PROBLEM DESCRIPTION =
Can you render the whole listing below as a two-column CSV headed instruction and points, with one row for each instruction paired with its reported points, each value in a single quoted field and line breaks turned into spaces?

Location labeling data excerpts
>> BEGIN

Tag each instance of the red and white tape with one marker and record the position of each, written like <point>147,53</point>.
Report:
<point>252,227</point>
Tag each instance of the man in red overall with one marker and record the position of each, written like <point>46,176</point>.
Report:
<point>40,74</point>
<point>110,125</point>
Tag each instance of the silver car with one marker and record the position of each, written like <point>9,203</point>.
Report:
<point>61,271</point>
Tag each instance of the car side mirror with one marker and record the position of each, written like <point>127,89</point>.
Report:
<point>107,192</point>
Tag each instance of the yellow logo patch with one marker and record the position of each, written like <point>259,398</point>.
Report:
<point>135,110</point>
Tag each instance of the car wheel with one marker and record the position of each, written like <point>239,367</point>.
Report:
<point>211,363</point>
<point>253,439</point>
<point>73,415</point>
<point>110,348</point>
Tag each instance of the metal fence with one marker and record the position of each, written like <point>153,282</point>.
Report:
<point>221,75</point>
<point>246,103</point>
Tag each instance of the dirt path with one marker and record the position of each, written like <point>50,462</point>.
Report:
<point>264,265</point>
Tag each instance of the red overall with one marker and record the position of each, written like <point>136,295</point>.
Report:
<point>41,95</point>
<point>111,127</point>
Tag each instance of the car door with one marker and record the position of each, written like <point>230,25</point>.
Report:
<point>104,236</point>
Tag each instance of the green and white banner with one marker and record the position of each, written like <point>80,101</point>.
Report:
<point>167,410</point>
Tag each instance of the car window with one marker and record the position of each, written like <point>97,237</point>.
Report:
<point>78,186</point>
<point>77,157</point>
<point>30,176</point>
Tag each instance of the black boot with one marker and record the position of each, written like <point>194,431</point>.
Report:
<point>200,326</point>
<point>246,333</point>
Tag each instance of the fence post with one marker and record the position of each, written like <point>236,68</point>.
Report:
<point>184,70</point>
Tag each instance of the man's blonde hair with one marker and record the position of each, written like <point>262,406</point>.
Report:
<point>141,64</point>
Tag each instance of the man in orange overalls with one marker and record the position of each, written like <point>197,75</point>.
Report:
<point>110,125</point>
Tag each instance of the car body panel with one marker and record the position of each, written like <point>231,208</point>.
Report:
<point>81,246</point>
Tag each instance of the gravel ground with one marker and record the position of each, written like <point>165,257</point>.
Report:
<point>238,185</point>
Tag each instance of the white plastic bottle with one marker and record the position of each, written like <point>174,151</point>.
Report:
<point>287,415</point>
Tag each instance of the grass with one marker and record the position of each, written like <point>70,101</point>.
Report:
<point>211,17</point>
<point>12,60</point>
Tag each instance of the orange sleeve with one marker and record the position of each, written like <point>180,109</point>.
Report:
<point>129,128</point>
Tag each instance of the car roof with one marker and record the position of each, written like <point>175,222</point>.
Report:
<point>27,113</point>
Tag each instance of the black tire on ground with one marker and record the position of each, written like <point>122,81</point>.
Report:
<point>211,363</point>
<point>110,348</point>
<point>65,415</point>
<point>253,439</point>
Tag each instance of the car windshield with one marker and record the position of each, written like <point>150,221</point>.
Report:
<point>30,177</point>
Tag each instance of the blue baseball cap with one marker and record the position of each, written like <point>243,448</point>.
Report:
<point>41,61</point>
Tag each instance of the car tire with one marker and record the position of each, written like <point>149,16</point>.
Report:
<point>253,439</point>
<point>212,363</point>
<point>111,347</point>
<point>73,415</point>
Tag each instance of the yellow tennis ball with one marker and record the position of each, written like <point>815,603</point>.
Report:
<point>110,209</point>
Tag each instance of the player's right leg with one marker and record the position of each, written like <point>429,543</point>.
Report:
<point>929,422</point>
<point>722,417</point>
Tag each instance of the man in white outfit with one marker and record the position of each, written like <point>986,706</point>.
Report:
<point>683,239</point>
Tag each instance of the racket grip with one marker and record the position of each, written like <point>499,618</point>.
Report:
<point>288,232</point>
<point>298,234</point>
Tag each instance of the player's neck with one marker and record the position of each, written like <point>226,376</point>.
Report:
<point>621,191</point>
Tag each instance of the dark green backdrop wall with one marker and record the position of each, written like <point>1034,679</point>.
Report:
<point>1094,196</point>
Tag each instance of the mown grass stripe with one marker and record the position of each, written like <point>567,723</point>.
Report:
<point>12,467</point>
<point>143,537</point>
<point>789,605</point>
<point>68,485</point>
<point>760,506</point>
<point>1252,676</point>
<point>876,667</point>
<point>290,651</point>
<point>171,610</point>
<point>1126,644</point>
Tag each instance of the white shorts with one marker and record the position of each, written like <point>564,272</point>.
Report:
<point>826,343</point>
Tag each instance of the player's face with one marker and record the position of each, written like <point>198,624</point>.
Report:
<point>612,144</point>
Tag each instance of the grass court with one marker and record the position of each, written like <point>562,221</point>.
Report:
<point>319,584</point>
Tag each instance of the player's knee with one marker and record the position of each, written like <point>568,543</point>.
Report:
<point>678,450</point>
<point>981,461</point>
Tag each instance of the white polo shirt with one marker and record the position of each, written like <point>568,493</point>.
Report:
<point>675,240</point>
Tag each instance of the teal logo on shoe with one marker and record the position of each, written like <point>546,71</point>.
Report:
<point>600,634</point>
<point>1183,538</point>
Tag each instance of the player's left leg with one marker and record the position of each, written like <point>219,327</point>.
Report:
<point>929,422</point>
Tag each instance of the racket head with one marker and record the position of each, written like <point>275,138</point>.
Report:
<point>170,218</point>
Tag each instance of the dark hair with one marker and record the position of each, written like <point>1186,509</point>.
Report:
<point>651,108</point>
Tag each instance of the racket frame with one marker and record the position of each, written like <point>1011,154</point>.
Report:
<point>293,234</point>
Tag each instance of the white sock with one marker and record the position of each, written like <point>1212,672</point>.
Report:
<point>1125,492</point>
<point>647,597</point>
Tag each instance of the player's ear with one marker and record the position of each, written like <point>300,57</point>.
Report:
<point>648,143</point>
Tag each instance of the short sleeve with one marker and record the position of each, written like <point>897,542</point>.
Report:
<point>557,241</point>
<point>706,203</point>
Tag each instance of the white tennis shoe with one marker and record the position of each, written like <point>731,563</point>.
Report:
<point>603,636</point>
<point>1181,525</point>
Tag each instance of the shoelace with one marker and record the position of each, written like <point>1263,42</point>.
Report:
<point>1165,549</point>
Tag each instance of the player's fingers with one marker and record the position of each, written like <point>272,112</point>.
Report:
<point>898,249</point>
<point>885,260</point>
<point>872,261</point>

>> END

RESPONSE =
instruction,points
"Tag each instance of the red and white tape with one marker and record the position of each, written like <point>147,53</point>. Report:","<point>252,227</point>"
"Tag each instance of the man in red overall with one marker and record the position of each, written like <point>46,176</point>. Report:","<point>40,74</point> <point>110,125</point>"
"Tag each instance of the silver car with one marker and record the position of each, written like <point>9,203</point>. Report:","<point>61,271</point>"
"Tag each instance of the car side mirror with one marker and record the position of each, written like <point>127,89</point>. Report:","<point>107,192</point>"
"Tag each instance of the yellow logo patch with one marker and record the position of each, written like <point>259,398</point>. Report:","<point>135,110</point>"
"Tag each instance of the car wheel with one marker and record the position of each, written like <point>239,367</point>. Report:","<point>211,363</point> <point>253,439</point> <point>73,415</point> <point>110,348</point>"
"Tag each instance of the metal fence with one marker and record the position of each, written like <point>153,282</point>. Report:","<point>221,75</point> <point>246,103</point>"
"Tag each instance of the dirt path with one marker and record the position of each, written like <point>50,462</point>. Report:","<point>264,265</point>"
"Tag each instance of the red overall with one marker and record the position of each, written like <point>136,295</point>. Report:","<point>41,95</point> <point>111,127</point>"
"Tag each instance of the car door with one marker and record the position of each, written like <point>230,25</point>. Report:","<point>104,236</point>"
"Tag each instance of the green and white banner with one marker and record the position of each, written like <point>80,101</point>. Report:","<point>167,410</point>"
"Tag each instance of the car window with one marker and record the position of each, written like <point>97,237</point>. Report:","<point>78,186</point> <point>77,157</point> <point>30,176</point>"
"Tag each instance of the black boot with one marker and record the position of each, written like <point>194,431</point>. Report:","<point>200,326</point> <point>246,333</point>"
"Tag each instance of the fence post with one marker and record the position of each, written like <point>236,68</point>. Report:","<point>184,70</point>"
"Tag each instance of the man's blonde hair with one marker and record the position of each, written like <point>262,406</point>. Report:","<point>141,64</point>"
"Tag each instance of the man in orange overalls with one marker and record the position of each, written like <point>197,75</point>. Report:","<point>110,125</point>"
"Tag each instance of the car body panel with one marker and record the position of each, written like <point>231,208</point>. Report:","<point>81,246</point>"
"Tag each instance of the gravel ground with one marker and record the position of each, written like <point>165,257</point>. Report:","<point>238,185</point>"
"Tag each instance of the white plastic bottle with one marker and record the position of each, written like <point>174,151</point>. Report:","<point>287,415</point>"
"Tag each instance of the grass with one marker and record the position of each, written like <point>70,101</point>. Report:","<point>211,17</point> <point>12,60</point>"
"Tag each instance of the orange sleeve with one marker and record the position of each, written like <point>180,109</point>. Report:","<point>129,128</point>"
"Tag each instance of the car roof with one marker and record the position of each, written like <point>175,222</point>. Report:","<point>27,113</point>"
"Tag each instance of the black tire on ground with one marker and record the position of each, written like <point>122,81</point>. Report:","<point>211,363</point> <point>110,348</point> <point>65,415</point> <point>253,439</point>"
"Tag each instance of the car windshield with one marker and record the position of each, written like <point>150,221</point>. Report:","<point>30,177</point>"
"Tag each instance of the blue baseball cap with one marker and record the position of each, written like <point>243,448</point>. Report:","<point>41,61</point>"
"Tag each instance of the car tire with one marker and record the position of each, written like <point>149,16</point>. Report:","<point>253,439</point> <point>212,363</point> <point>111,347</point> <point>73,415</point>"
"Tag each instance of the yellow tennis ball with one marker and record the position of each, written like <point>815,603</point>. Report:","<point>110,209</point>"
"Tag each instance of the player's right leg with one marker and record the position of each, written like <point>429,543</point>. Report:","<point>929,422</point> <point>722,417</point>"
"Tag each instance of the man in white outfit with one marker and record the position of each, written like <point>986,706</point>. Report:","<point>683,239</point>"
"Tag each instance of the racket grip with one marker and record the position of each, written like <point>499,618</point>. Report:","<point>288,232</point> <point>298,234</point>"
"Tag each instance of the player's neck with one marker and record the position of each, written like <point>226,376</point>. Report:","<point>621,191</point>"
"Tag each instance of the dark green backdrop wall with one marker and record the position of each, written like <point>1034,679</point>. Report:","<point>1094,196</point>"
"Tag each instance of the mown grass stripe with one marker and record the position of each, written like <point>567,723</point>. Report:","<point>12,467</point> <point>143,537</point> <point>789,605</point> <point>68,485</point> <point>760,506</point> <point>1252,676</point> <point>876,667</point> <point>290,651</point> <point>171,610</point> <point>1126,644</point>"
"Tag each instance of the white shorts with one marker and record the position of each, written like <point>564,272</point>. Report:","<point>826,343</point>"
"Tag each instance of the player's face with one marker and record the position of each, written like <point>198,624</point>. Report:","<point>612,144</point>"
"Tag each instance of the grass court with one marker and record the position of each, written like <point>562,221</point>. Report:","<point>319,584</point>"
"Tag each instance of the player's knee with one marker and record the position of each, written like <point>568,543</point>. Report:","<point>678,450</point> <point>981,461</point>"
"Tag each instance of the white polo shirt with one marker and record the position of each, written like <point>568,493</point>. Report:","<point>675,240</point>"
"Tag each instance of the teal logo on shoe with one marker and record the position of each, written like <point>546,71</point>. Report:","<point>600,634</point> <point>1183,538</point>"
"Tag each instance of the player's left leg with one marker and record the position of each, written like <point>219,327</point>. Report:","<point>929,422</point>"
"Tag each instance of the racket head with one marker and record the position of each, written like <point>275,138</point>. Report:","<point>170,218</point>"
"Tag each instance of the dark hair with one marker and record the position of each, written like <point>1186,509</point>. Report:","<point>651,108</point>"
"Tag each instance of the racket frame with one marker and record the position of each, written like <point>1011,154</point>. Report:","<point>293,234</point>"
"Tag each instance of the white sock with one marker and record the position of each, written like <point>1212,672</point>. Report:","<point>1125,492</point> <point>647,597</point>"
"Tag each instance of the player's ear with one marker and record the position of each, written like <point>300,57</point>. Report:","<point>648,143</point>"
"Tag each instance of the short sleeve with one marker and record the position of each, written like <point>897,542</point>. Report:","<point>557,241</point> <point>706,203</point>"
"Tag each instance of the white tennis shoe with one marker and record the position of each, written like <point>731,563</point>. Report:","<point>603,636</point> <point>1181,525</point>"
"Tag each instance of the shoelace with one marker and record the position of each, written like <point>1263,42</point>. Report:","<point>1165,549</point>"
"Tag each instance of the player's fingers with one marker and record the position of each, written like <point>272,112</point>. Report:","<point>898,249</point> <point>885,260</point> <point>872,261</point>"